*** Records for this task Section Begins ***

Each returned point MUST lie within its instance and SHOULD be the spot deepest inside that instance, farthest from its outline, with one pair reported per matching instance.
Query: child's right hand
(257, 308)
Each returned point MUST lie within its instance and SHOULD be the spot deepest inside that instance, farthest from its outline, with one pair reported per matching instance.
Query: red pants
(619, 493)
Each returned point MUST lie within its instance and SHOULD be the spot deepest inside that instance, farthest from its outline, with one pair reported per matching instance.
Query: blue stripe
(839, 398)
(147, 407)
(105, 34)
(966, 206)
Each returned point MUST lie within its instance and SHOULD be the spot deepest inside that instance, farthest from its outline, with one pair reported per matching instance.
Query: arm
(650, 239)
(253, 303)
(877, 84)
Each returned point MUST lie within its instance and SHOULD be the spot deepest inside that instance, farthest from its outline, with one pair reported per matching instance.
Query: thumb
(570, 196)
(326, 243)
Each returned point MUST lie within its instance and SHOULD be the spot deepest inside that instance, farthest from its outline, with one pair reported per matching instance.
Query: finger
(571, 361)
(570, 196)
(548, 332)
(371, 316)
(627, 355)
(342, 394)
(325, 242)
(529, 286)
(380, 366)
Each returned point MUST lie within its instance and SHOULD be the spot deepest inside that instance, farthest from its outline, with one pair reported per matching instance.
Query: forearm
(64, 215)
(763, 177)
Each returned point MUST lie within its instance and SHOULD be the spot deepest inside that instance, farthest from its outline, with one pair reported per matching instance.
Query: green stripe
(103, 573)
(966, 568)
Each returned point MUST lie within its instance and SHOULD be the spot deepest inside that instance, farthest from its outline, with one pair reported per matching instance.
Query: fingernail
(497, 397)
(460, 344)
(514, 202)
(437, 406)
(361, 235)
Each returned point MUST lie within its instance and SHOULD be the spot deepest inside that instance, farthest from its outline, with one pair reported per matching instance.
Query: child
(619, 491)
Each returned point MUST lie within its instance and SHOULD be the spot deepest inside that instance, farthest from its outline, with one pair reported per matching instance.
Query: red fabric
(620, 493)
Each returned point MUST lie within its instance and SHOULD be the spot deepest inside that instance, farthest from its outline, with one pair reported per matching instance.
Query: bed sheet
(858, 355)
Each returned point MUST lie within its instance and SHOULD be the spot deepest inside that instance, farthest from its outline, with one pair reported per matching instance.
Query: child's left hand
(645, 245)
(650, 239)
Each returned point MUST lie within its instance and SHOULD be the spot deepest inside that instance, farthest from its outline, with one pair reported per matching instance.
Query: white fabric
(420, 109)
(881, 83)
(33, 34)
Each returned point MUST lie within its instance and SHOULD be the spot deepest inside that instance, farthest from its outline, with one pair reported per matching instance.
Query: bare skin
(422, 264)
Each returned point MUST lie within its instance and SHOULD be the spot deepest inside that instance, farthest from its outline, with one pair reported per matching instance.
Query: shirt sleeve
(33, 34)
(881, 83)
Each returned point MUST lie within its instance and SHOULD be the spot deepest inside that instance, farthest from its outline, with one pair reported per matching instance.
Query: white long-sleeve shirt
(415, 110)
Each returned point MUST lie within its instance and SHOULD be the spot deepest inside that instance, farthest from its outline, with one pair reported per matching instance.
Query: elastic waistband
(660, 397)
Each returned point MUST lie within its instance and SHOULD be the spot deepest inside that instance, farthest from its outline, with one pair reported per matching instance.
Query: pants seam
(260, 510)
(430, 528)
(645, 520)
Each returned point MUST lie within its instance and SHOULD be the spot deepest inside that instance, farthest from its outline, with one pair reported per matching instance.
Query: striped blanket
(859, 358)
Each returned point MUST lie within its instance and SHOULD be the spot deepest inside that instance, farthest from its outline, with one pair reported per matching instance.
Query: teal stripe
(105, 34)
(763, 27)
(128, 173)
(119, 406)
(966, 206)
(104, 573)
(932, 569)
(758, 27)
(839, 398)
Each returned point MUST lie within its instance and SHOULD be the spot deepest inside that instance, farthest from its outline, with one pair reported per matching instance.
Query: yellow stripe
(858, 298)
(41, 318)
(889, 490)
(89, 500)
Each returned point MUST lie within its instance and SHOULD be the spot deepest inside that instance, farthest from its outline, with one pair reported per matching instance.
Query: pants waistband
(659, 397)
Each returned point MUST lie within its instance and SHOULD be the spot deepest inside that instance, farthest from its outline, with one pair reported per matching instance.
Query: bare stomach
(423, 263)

*** Records for this task Section Ends ***

- _What you have to do_:
Repeat the entries exactly, leaving nothing out.

- _Result for this task_:
Each returned point MUST lie within its instance and SHOULD be the spot deepest inside that instance, farthest from its outline, with one pair reported per matching instance.
Query: child's right hand
(257, 308)
Each returned point MUST lie within its instance and SHOULD be the spot deepest inside that instance, farthest from its outline, with one pair reported per matching instance.
Query: red pants
(619, 493)
Each returned point MUST lie within its instance and SHOULD be the spot deepest inside that instance, farthest from its outline, with one pair reported per matching instance.
Query: blue stripe
(839, 398)
(147, 407)
(105, 34)
(966, 206)
Each returned point MUST lie within its instance and SHOULD be the spot deepest inside that instance, farthest from its outline, with one pair reported per matching instance.
Query: arm
(650, 239)
(253, 303)
(877, 84)
Each returned point MUST lie within its instance and SHOULD be the spot deepest inside that instance, farthest from its outline, with one pair reported per matching instance.
Query: thumb
(570, 196)
(326, 243)
Each returned point MUST lie within its instance and SHOULD be the spot deepest inside that instance, farthest from its outline, with one pair reported per matching instance.
Query: finger
(571, 361)
(570, 196)
(548, 332)
(371, 316)
(627, 355)
(342, 394)
(325, 242)
(529, 286)
(380, 366)
Each returned point MUST lie within its instance and SHOULD be the spot deepest inside that instance, farthest from its outline, with one pair reported per matching instance.
Query: forearm
(64, 215)
(763, 177)
Each returned point MUST lie within its instance and SHOULD be the spot deepest inside that instance, farthest from its outline, with one pair reported per matching instance.
Query: green stripe
(103, 573)
(966, 568)
Each returned point MUST lie within its instance and SHOULD be the spot deepest inside that instance, farthest from its outline, with one pair reported per matching instance.
Query: fingernail
(497, 397)
(460, 344)
(514, 202)
(437, 406)
(361, 235)
Each returned point MUST lie within its instance and SHOULD be the spot deepest inside that instance, farthest from its outline, with one pair reported per matching instance.
Query: child
(619, 491)
Each returned point MUST lie within its instance and SHOULD be the spot deepest inside that instance, farthest from its outline, with one pair reported per matching instance.
Query: red fabric
(620, 493)
Each returned point MUST lie within its instance and SHOULD be the spot deepest inside that instance, farthest from its outline, with one pair reported per matching instance.
Query: bed sheet
(858, 355)
Each returned point MUST lie within its instance and SHOULD be the spot deepest inside that instance, farthest from its outline, with one pair reported per matching instance.
Query: child's left hand
(645, 245)
(650, 239)
Each returned point MUST lie within its instance and SHOULD be the spot deepest inside that instance, farthest from its outline, with one pair reported per matching instance.
Query: white fabric
(420, 109)
(881, 83)
(33, 34)
Each returned point MUST lie within its instance and SHOULD be the spot deepest inside that instance, farthest from its outline, with one pair reported per matching instance.
Query: bare skin
(422, 264)
Each returned point MUST lie within its instance and SHOULD be the spot deepest inside that instance, farthest from its outline, with one pair reported per matching instance.
Query: shirt sleeve
(33, 34)
(881, 83)
Each returned point MUST lie within its instance and SHOULD be the spot deepest inside that instance, farthest from its outline, with one pair reported per matching instance.
Query: white long-sleeve shirt
(415, 110)
Each returned point MUST lie within its instance and SHOULD be the spot deepest inside that instance, farthest from its outline, with one pair reported per matching instance.
Query: elastic waistband
(660, 397)
Each returned point MUST lie within its instance and SHOULD be the spot deepest inside that instance, farthest from its outline, with one pair reported per matching instance.
Query: pants seam
(260, 510)
(430, 528)
(645, 520)
Each returned point MUST lie within its instance and SHOULD be the spot deepest inside that instance, farthest from its outline, with one pair reported per matching instance.
Query: striped blanket
(859, 358)
Each returned point MUST lie within its instance and SHOULD be the spot deepest inside that instance, farthest from its outline, with one pair reported per matching instance.
Query: teal stripe
(105, 34)
(763, 27)
(128, 173)
(119, 406)
(966, 206)
(104, 573)
(932, 569)
(758, 27)
(839, 398)
Each returned point MUST lie within its instance and SHOULD be the spot deepest inside that instance, farthest from its outline, with one pair reported per matching instance.
Query: yellow stripe
(858, 298)
(41, 318)
(889, 490)
(89, 500)
Each returned point MUST lie within its instance and SHOULD be the spot deepest inside that instance, farthest from its outline, with one pair reported per matching instance.
Query: pants waistband
(659, 397)
Each returned point MUST lie within its instance and SHOULD be the spot deepest inside that instance, farthest from its outline, with one pair reported per matching instance.
Query: bare stomach
(423, 263)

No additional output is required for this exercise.